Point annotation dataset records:
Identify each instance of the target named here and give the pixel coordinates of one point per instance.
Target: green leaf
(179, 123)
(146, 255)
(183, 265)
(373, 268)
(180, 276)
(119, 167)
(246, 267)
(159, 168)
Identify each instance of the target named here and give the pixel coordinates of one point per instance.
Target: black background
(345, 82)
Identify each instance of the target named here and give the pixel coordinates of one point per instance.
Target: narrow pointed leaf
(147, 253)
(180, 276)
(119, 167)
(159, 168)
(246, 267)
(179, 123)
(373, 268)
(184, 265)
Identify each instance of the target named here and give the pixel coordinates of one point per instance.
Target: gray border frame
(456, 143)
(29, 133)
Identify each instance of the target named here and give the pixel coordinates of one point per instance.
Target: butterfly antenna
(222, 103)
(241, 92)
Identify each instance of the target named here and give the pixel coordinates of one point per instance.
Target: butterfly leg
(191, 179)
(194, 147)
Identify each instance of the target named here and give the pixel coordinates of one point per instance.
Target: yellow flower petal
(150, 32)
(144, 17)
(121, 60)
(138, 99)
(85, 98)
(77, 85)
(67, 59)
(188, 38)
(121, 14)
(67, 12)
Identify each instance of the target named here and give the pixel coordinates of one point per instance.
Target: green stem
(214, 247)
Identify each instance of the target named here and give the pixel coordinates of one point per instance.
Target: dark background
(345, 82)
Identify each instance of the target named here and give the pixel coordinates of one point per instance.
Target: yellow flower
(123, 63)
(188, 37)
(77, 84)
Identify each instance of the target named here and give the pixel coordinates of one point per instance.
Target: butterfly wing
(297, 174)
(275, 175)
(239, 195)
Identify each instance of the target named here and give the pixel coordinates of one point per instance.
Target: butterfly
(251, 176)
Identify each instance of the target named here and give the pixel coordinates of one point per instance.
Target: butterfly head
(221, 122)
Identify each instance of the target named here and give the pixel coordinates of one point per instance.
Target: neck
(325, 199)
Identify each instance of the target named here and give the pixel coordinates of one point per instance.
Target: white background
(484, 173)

SHORT TASK: Return each entry from above without altering a single character.

WRITTEN ANSWER:
Identify each instance of the target named here and give the pixel coordinates of one point per instance.
Target: green leaf
(179, 123)
(146, 255)
(183, 265)
(373, 268)
(180, 276)
(119, 167)
(246, 267)
(159, 168)
Identify each instance of the target named here and give the pixel coordinates of one point per instance.
Target: black background
(345, 82)
Identify each instance of the target named here and give the pixel coordinates of one point per instance.
Target: narrow pointed leaf
(147, 253)
(180, 276)
(119, 167)
(159, 168)
(246, 267)
(179, 123)
(373, 268)
(184, 265)
Identify each instance of the target named here and give the pixel coordinates of one point per instance.
Target: gray border frame
(456, 143)
(29, 133)
Identify each instance of the target named here and give the pixel coordinates of one point per instance.
Target: butterfly antenna
(222, 103)
(241, 92)
Identify each instance of the target named here and give the pixel coordinates of one point per instance.
Target: butterfly leg
(191, 179)
(194, 147)
Identify each instance of the target named here and give the pixel coordinates of one point per instance.
Target: yellow flower petal
(150, 32)
(144, 17)
(121, 60)
(138, 99)
(85, 98)
(77, 85)
(67, 59)
(188, 38)
(121, 14)
(67, 12)
Identify each instance of the target named here and give the pixel coordinates of one point per instance.
Target: green stem
(214, 247)
Identify each instance of the target named here and give the pixel coordinates of one point per instance.
Target: dark background
(345, 82)
Identify each instance of the target named here and give the pixel coordinates of one point per instance.
Target: yellow flower
(123, 63)
(188, 37)
(77, 84)
Identify each instance of the target named here and give the pixel coordinates of one point per instance.
Target: butterfly wing
(297, 174)
(275, 175)
(239, 195)
Identify each instance of the target named here and give the pixel coordinates of one point per instance.
Target: butterfly
(251, 176)
Identify each instance of the target named here and give the pixel coordinates of one point per instance.
Target: butterfly head
(221, 122)
Identify each instance of the target named here and give the pixel coordinates of one point per instance.
Target: neck
(325, 199)
Identify each instance of the target named here and give the pixel coordinates of one point per instance.
Target: white background
(484, 173)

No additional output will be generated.